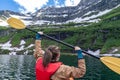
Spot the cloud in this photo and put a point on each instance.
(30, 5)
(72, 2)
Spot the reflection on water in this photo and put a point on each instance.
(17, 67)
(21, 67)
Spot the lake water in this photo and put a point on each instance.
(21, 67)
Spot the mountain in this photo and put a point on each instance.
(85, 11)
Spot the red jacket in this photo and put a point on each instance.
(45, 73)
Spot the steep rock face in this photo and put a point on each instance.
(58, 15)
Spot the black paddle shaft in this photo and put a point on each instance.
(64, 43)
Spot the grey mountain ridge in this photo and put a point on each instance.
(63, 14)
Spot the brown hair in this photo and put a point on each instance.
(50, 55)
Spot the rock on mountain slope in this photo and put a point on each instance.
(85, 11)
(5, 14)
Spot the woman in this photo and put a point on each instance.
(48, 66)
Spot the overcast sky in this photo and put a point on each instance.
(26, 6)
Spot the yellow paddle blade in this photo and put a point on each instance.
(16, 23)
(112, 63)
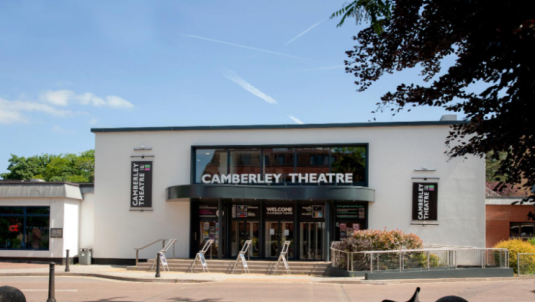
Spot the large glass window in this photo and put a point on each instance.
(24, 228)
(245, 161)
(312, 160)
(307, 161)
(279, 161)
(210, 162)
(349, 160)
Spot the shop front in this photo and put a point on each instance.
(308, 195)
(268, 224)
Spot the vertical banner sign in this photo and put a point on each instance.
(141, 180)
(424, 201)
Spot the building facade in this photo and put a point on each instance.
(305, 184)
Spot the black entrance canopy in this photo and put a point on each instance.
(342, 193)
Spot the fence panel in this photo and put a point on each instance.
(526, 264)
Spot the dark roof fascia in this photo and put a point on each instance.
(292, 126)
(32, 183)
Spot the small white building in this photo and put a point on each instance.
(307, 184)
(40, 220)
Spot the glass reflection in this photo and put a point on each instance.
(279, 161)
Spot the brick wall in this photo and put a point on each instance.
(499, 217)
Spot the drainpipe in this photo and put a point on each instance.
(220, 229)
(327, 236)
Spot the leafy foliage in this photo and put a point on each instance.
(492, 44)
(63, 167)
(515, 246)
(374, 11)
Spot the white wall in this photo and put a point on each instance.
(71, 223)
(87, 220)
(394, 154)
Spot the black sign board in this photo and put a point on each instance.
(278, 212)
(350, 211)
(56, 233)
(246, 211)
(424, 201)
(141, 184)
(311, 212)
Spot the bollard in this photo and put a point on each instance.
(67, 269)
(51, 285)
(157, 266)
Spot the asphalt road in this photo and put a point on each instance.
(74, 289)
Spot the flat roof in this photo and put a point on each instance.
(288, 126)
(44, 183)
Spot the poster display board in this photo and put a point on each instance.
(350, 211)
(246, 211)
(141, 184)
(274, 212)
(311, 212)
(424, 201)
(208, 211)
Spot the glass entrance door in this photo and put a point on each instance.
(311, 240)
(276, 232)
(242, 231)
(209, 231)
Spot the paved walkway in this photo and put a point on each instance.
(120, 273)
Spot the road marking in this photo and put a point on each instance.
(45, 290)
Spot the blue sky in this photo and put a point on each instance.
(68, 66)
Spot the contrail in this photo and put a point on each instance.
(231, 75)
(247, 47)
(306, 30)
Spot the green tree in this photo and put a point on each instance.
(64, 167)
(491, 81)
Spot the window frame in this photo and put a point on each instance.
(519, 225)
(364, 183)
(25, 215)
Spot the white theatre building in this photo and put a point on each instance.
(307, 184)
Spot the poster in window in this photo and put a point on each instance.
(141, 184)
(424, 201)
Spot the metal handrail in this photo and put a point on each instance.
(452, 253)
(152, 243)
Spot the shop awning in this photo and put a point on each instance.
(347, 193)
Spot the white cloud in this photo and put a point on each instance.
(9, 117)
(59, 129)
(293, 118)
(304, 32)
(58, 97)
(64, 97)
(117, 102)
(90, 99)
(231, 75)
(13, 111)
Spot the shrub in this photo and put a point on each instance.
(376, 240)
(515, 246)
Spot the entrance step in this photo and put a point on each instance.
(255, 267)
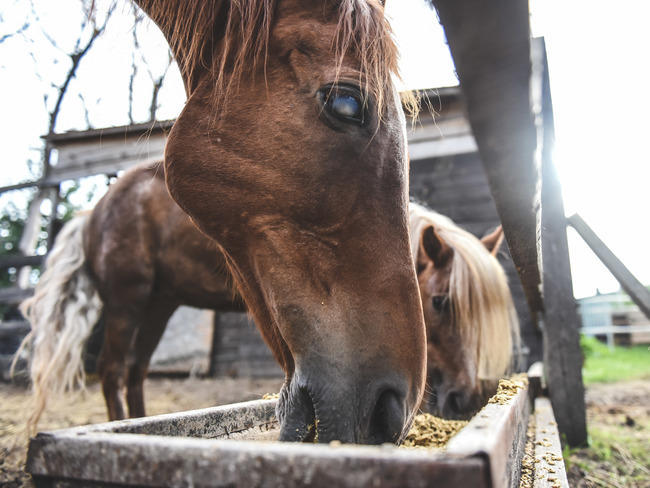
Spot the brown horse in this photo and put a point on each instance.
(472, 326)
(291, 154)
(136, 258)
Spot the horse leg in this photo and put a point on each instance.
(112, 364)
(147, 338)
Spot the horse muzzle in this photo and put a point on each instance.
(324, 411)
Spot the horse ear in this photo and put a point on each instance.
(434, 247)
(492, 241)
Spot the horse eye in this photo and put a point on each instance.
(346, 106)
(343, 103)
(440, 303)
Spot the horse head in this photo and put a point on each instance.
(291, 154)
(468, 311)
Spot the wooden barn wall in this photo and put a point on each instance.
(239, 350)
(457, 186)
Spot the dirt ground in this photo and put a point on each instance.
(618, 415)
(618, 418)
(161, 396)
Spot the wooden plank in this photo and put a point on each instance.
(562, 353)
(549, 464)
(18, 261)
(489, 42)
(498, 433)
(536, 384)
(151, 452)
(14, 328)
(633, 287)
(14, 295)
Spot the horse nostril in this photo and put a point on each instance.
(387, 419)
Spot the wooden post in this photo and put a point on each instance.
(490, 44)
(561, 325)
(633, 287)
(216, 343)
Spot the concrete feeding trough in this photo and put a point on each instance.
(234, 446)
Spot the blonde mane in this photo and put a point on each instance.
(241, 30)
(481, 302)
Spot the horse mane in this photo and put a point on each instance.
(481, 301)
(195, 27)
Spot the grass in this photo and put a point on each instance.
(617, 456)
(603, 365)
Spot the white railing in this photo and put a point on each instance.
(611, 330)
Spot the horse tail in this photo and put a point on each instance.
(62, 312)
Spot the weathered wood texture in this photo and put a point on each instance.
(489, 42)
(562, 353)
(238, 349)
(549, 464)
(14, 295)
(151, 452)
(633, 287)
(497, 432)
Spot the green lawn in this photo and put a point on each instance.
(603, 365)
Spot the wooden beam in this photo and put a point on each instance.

::::::::::

» To do:
The answer must be the full set of records, repeated exactly, with no pictures.

» Reply:
Spot the cloud in this photo and put a point on each instance.
(30, 5)
(72, 2)
Spot the reflection on water in this photo and put a point on each instance.
(17, 67)
(21, 67)
Spot the lake water in this photo and put a point on each instance.
(21, 67)
Spot the mountain in this photo and put a point on each instance.
(85, 11)
Spot the red jacket in this photo and put a point on each instance.
(45, 73)
Spot the steep rock face in this photo and put a point on each instance.
(58, 15)
Spot the black paddle shaft in this photo and put a point on each instance.
(64, 43)
Spot the grey mountain ridge in this photo and put a point on each instance.
(63, 14)
Spot the brown hair in this photo and put a point on each instance.
(50, 55)
Spot the rock on mountain slope in this photo and put a point on each instance.
(85, 11)
(5, 14)
Spot the woman in this photo and put a point on each instance.
(48, 66)
Spot the overcast sky in this photo and put a point on each instance.
(26, 6)
Spot the yellow paddle blade in this photo and put a point on each instance.
(16, 23)
(112, 63)
Spot the large glass window in this photo and put a point on each instance.
(24, 228)
(245, 161)
(312, 160)
(307, 161)
(279, 161)
(210, 162)
(349, 160)
Spot the shop front in this photo and put a point on each instance.
(308, 195)
(268, 224)
Spot the vertical banner sign in this photo and put a point on each instance.
(141, 180)
(424, 201)
Spot the building facade in this photo and put a point on each instance.
(305, 184)
Spot the black entrance canopy in this photo and put a point on each instance.
(342, 193)
Spot the fence panel in this photo and put a point on each instance.
(526, 264)
Spot the dark roof fascia in this photo and put a point on each instance.
(292, 126)
(32, 183)
Spot the small white building in this photo and put a point on each instance.
(307, 184)
(40, 220)
Spot the glass reflection in this photo and put a point on each instance.
(279, 161)
Spot the brick wall in this photo and put a point on each instance.
(499, 217)
Spot the drainpipe in this photo and put a point on each instance.
(220, 229)
(327, 236)
Spot the leafy foliage in this photo and put a point on each instance.
(492, 44)
(63, 167)
(515, 246)
(374, 11)
Spot the white wall in this photo and put a point on each instance.
(71, 223)
(87, 220)
(394, 154)
Spot the black sign board in this photo and put a point on each instance.
(278, 212)
(350, 211)
(56, 233)
(246, 211)
(424, 201)
(141, 184)
(311, 212)
Spot the bollard in this photo and put a point on each instance.
(67, 269)
(51, 285)
(157, 266)
Spot the asphalt road in this photo and put a point on each instance.
(74, 289)
Spot the flat roof in this photo and put a point on each instance.
(288, 126)
(44, 183)
Spot the poster display board in this photo and put a point on each instance.
(350, 211)
(246, 211)
(141, 184)
(274, 212)
(311, 212)
(424, 201)
(208, 211)
Spot the glass entrance door in this photo and put a point on each instance.
(311, 240)
(276, 232)
(242, 231)
(209, 231)
Spot the paved walkway in this photo and put a point on each instance.
(120, 273)
Spot the road marking in this photo and put a point on each instance.
(45, 290)
Spot the blue sky in this photo and put a point on each instance.
(68, 66)
Spot the contrail in this photo and put a point on each instance.
(231, 75)
(247, 47)
(306, 30)
Spot the green tree in this photo and put a point on each instance.
(64, 167)
(491, 81)
Spot the window frame in this photo and put a point on each instance.
(519, 225)
(364, 183)
(25, 215)
Spot the white theatre building in this photo and put a point on each instance.
(307, 184)
Spot the poster in window in this photo and put a point on each instance.
(141, 184)
(424, 201)
Spot the metal handrail in this photo and put a point on each instance.
(452, 253)
(152, 243)
Spot the shop awning in this photo and put a point on each instance.
(347, 193)
Spot the white cloud in this photo and put a point on each instance.
(9, 117)
(59, 129)
(293, 118)
(304, 32)
(58, 97)
(64, 97)
(117, 102)
(90, 99)
(231, 75)
(13, 111)
Spot the shrub in this photo and put a point on each instance.
(376, 240)
(515, 246)
Spot the entrance step in this photo and put a point on each instance.
(255, 267)
Spot the brown horse in this photo and put a point on each instance.
(472, 326)
(291, 154)
(136, 258)
Spot the horse leg in this photo and put a point on each instance.
(112, 364)
(147, 338)
Spot the horse muzzle in this photo and put a point on each instance.
(324, 411)
Spot the horse ear in this photo and put a point on each instance.
(434, 247)
(492, 241)
Spot the horse eye in this photo and put a point on each instance.
(346, 106)
(343, 103)
(440, 303)
Spot the horse head in this photo and put a point on each instance.
(291, 154)
(468, 311)
Spot the wooden barn wall in this photo and put a point on each instance.
(239, 350)
(457, 186)
Spot the dirt ground in this photo and put a point on each instance.
(618, 415)
(618, 418)
(161, 396)
Spot the wooden plank in this photo and put a point on each instance.
(562, 353)
(549, 464)
(18, 261)
(489, 42)
(498, 433)
(536, 384)
(151, 452)
(14, 328)
(633, 287)
(14, 295)
Spot the horse nostril in this photo and put a point on each instance.
(387, 419)
Spot the wooden post in this photo and put a point on each instance.
(490, 44)
(561, 325)
(633, 287)
(216, 343)
Spot the concrete feeding trough in this photo and put a point on each instance.
(234, 446)
Spot the blonde mane in this photo and put a point on each instance.
(241, 30)
(481, 302)
Spot the horse mane in this photo and put a point on each instance.
(481, 301)
(195, 27)
Spot the grass in this photo and put a point on each instance.
(617, 456)
(603, 365)
Spot the white railing in this photo and put a point on each instance.
(611, 330)
Spot the horse tail in this photo and put a point on each instance.
(62, 312)
Spot the weathered wood texture in this photo and put a point on each instance.
(489, 42)
(562, 353)
(238, 349)
(549, 464)
(14, 295)
(151, 452)
(633, 287)
(497, 432)
Spot the green lawn in this photo and put a point on each instance.
(603, 365)
Spot the wooden beam in this photo and put a point on each instance.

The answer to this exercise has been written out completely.